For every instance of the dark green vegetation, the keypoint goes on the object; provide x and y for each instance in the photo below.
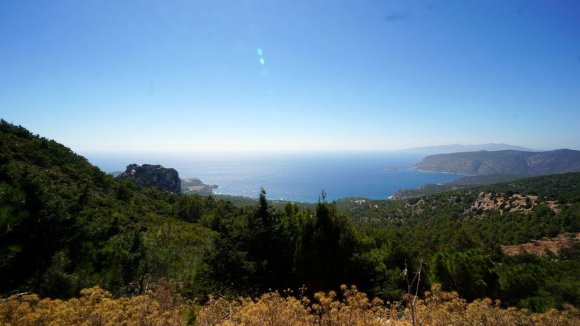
(65, 225)
(503, 162)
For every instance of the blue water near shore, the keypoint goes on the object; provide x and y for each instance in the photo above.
(296, 177)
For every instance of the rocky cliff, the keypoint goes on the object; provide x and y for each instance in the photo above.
(156, 176)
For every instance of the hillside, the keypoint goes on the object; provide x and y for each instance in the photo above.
(503, 162)
(67, 226)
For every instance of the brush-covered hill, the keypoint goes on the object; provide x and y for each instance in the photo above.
(503, 162)
(66, 225)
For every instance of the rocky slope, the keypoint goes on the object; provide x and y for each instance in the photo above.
(503, 162)
(156, 176)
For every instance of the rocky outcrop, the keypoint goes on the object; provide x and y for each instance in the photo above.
(196, 186)
(503, 162)
(156, 176)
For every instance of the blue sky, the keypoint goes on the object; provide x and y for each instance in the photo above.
(186, 76)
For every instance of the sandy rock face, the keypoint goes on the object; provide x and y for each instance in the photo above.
(147, 175)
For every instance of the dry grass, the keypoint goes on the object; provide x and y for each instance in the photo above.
(351, 307)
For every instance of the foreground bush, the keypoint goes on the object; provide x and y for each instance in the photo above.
(351, 307)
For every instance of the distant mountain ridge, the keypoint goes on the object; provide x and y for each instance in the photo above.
(514, 162)
(455, 148)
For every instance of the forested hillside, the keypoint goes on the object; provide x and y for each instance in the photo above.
(65, 225)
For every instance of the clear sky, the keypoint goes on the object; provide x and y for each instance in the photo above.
(257, 75)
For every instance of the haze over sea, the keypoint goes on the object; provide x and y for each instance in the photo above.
(295, 177)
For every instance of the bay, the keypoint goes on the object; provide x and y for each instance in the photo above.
(295, 177)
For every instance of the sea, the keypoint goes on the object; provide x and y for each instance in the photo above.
(291, 176)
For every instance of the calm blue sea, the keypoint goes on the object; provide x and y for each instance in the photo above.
(297, 177)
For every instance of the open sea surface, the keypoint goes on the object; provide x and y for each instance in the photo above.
(296, 177)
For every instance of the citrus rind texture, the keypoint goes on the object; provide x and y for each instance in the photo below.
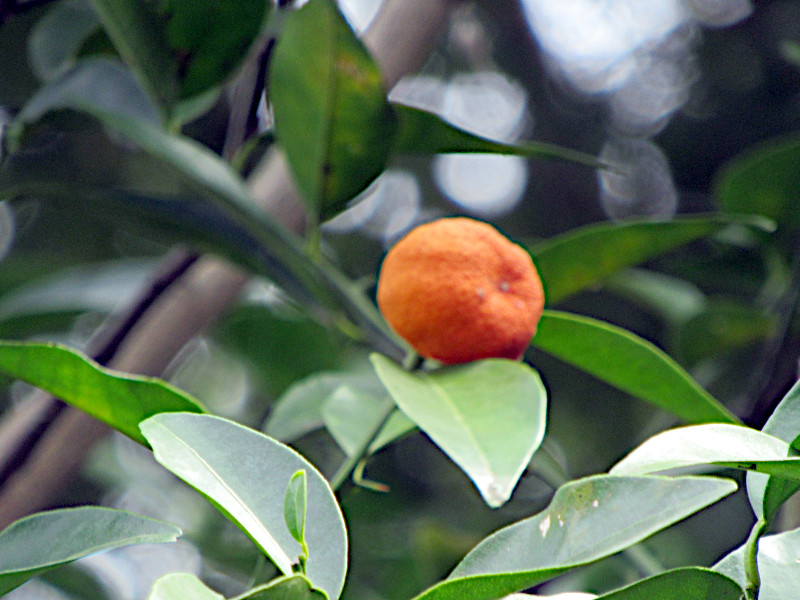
(457, 290)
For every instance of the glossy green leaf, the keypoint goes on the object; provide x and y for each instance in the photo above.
(720, 444)
(587, 519)
(118, 399)
(45, 540)
(627, 362)
(331, 113)
(57, 37)
(178, 188)
(689, 583)
(246, 473)
(139, 37)
(181, 586)
(295, 587)
(423, 132)
(763, 181)
(489, 416)
(777, 565)
(584, 257)
(295, 505)
(766, 494)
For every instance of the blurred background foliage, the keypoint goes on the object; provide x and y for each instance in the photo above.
(701, 99)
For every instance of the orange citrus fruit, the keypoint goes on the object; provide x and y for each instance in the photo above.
(457, 290)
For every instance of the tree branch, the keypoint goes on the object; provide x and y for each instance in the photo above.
(401, 38)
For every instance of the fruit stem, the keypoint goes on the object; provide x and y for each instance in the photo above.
(346, 468)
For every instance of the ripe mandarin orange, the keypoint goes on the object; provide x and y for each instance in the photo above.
(457, 290)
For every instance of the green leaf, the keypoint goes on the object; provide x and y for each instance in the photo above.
(583, 257)
(763, 181)
(777, 565)
(58, 36)
(766, 494)
(488, 416)
(295, 504)
(722, 326)
(423, 132)
(245, 474)
(689, 583)
(211, 39)
(720, 444)
(351, 415)
(172, 185)
(45, 540)
(99, 85)
(296, 587)
(299, 410)
(331, 113)
(588, 519)
(118, 399)
(181, 586)
(139, 37)
(627, 362)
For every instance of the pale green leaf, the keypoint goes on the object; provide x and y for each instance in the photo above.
(720, 444)
(488, 416)
(46, 540)
(588, 519)
(246, 474)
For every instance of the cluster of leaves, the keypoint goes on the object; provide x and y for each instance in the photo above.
(130, 79)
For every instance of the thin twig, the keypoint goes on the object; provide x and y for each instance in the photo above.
(401, 38)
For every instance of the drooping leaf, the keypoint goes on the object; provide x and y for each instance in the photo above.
(488, 416)
(423, 132)
(720, 444)
(118, 399)
(777, 565)
(331, 113)
(181, 586)
(766, 494)
(627, 362)
(46, 540)
(246, 473)
(140, 39)
(688, 583)
(583, 257)
(587, 519)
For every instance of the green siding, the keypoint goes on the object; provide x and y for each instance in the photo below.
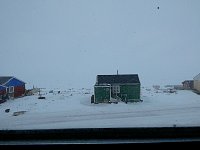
(101, 94)
(130, 92)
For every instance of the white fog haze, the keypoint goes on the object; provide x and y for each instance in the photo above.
(51, 52)
(66, 43)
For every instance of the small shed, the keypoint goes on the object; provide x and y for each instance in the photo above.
(2, 91)
(120, 87)
(14, 87)
(197, 82)
(188, 84)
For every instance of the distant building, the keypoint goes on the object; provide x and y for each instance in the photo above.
(188, 84)
(197, 82)
(124, 87)
(12, 86)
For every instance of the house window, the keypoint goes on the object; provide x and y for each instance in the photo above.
(11, 89)
(116, 89)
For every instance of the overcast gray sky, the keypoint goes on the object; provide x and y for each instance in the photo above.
(66, 43)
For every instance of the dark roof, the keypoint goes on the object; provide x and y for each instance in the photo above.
(112, 79)
(4, 79)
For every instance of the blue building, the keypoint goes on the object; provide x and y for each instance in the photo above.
(12, 86)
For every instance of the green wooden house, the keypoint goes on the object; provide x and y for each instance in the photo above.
(115, 88)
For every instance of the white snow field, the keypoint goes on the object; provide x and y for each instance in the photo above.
(71, 108)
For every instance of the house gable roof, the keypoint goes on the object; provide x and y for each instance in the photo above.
(5, 79)
(118, 79)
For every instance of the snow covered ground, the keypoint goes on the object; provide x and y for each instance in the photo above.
(71, 108)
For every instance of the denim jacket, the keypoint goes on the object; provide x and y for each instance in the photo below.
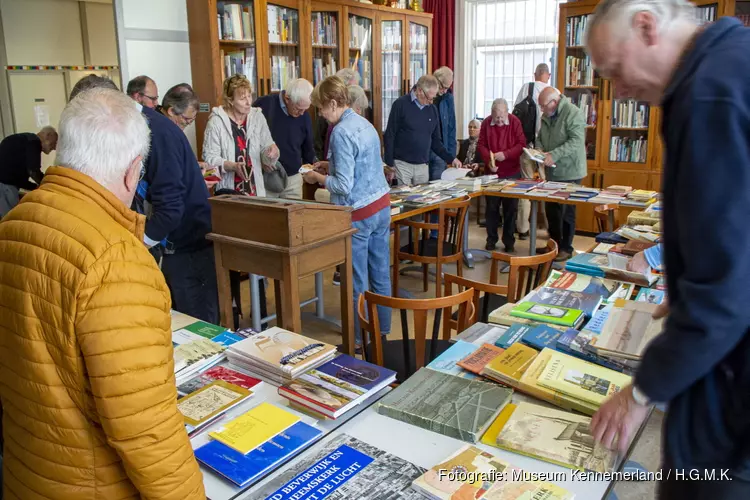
(355, 169)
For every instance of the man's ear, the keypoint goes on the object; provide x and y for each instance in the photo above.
(133, 174)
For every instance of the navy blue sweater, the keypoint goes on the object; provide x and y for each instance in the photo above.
(177, 192)
(292, 135)
(412, 132)
(701, 363)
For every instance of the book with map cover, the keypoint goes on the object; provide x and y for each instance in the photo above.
(449, 405)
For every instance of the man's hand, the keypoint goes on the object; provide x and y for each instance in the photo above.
(548, 161)
(638, 263)
(618, 418)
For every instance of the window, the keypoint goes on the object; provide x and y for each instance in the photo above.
(508, 38)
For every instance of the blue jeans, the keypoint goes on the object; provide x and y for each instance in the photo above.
(371, 252)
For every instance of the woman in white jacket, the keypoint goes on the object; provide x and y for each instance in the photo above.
(235, 137)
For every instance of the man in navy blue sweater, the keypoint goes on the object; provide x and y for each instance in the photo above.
(413, 131)
(291, 129)
(700, 365)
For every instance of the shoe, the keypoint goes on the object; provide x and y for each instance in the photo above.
(563, 256)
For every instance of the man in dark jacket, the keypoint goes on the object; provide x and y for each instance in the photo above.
(700, 364)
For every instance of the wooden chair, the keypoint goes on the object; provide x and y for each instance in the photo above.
(494, 297)
(396, 354)
(526, 273)
(606, 217)
(446, 249)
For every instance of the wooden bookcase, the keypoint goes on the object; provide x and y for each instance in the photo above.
(623, 137)
(284, 39)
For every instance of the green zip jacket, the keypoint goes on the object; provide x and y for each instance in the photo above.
(564, 137)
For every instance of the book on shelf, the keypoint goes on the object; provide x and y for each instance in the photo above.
(207, 404)
(244, 469)
(580, 379)
(254, 427)
(337, 386)
(426, 400)
(487, 477)
(553, 314)
(344, 467)
(552, 435)
(279, 354)
(448, 361)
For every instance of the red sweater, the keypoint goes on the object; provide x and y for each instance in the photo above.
(508, 139)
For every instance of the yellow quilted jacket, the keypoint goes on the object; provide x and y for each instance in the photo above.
(86, 369)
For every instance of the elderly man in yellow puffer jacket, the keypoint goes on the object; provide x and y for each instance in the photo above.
(86, 368)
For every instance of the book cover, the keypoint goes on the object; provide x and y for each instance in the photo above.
(477, 360)
(254, 427)
(344, 467)
(487, 478)
(510, 365)
(581, 379)
(244, 469)
(513, 334)
(555, 436)
(427, 399)
(557, 315)
(448, 361)
(206, 403)
(586, 302)
(541, 336)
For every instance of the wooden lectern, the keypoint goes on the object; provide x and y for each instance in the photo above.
(284, 240)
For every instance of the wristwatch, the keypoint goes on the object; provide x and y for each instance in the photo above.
(639, 397)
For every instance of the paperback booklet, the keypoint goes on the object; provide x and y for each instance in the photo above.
(485, 477)
(581, 379)
(344, 468)
(337, 386)
(427, 399)
(243, 469)
(555, 436)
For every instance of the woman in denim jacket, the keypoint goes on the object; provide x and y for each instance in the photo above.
(354, 177)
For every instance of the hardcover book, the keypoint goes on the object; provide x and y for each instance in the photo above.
(344, 468)
(542, 313)
(487, 478)
(581, 379)
(555, 436)
(428, 399)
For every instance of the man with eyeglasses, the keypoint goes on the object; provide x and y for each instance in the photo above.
(143, 90)
(413, 132)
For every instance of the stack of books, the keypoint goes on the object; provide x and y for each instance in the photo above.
(334, 388)
(278, 355)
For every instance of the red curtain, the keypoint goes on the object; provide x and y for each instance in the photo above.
(443, 31)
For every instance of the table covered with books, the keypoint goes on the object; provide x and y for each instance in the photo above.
(278, 415)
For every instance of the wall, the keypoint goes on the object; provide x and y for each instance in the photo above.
(152, 40)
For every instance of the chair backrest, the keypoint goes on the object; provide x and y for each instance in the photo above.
(368, 318)
(525, 273)
(602, 214)
(481, 302)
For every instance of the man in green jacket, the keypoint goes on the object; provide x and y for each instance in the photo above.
(563, 139)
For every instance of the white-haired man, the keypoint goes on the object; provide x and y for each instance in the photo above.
(501, 143)
(655, 51)
(86, 372)
(291, 129)
(413, 132)
(530, 92)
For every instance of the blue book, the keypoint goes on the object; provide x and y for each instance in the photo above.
(541, 336)
(244, 469)
(446, 362)
(513, 334)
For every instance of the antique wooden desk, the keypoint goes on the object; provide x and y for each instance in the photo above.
(284, 240)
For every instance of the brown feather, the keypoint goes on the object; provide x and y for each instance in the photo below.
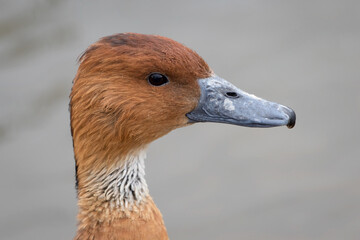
(115, 112)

▸ **Requirement**
Rewrite the stretch from the line containing "For every instance of the man in green" through the end of the items, keeping every line of wording as is but offsetting each coordinate in the answers by adding 33 to it. Leave the pictures out of your answer.

▸ **Task answer**
For every instance of the man in green jacket, the keypoint goes on the object; provide x and y for each instance in the photo above.
(596, 172)
For every instance of the white-haired man, the keypoint goes on the object; provide x and y for each instance in the photo above.
(534, 176)
(688, 84)
(119, 405)
(324, 162)
(446, 165)
(563, 125)
For every instance of the blue book, the keypoint goes on the object; provide x and y for each instance in the photo above.
(574, 369)
(277, 502)
(479, 395)
(546, 367)
For every instance of the antique wooden desk, the keypoint goes on the object; provide x and y for each instance in the photo above.
(317, 273)
For every instance of the brown feather, the keypoint goes on the object; provide x and y for each instance in the photo below.
(148, 145)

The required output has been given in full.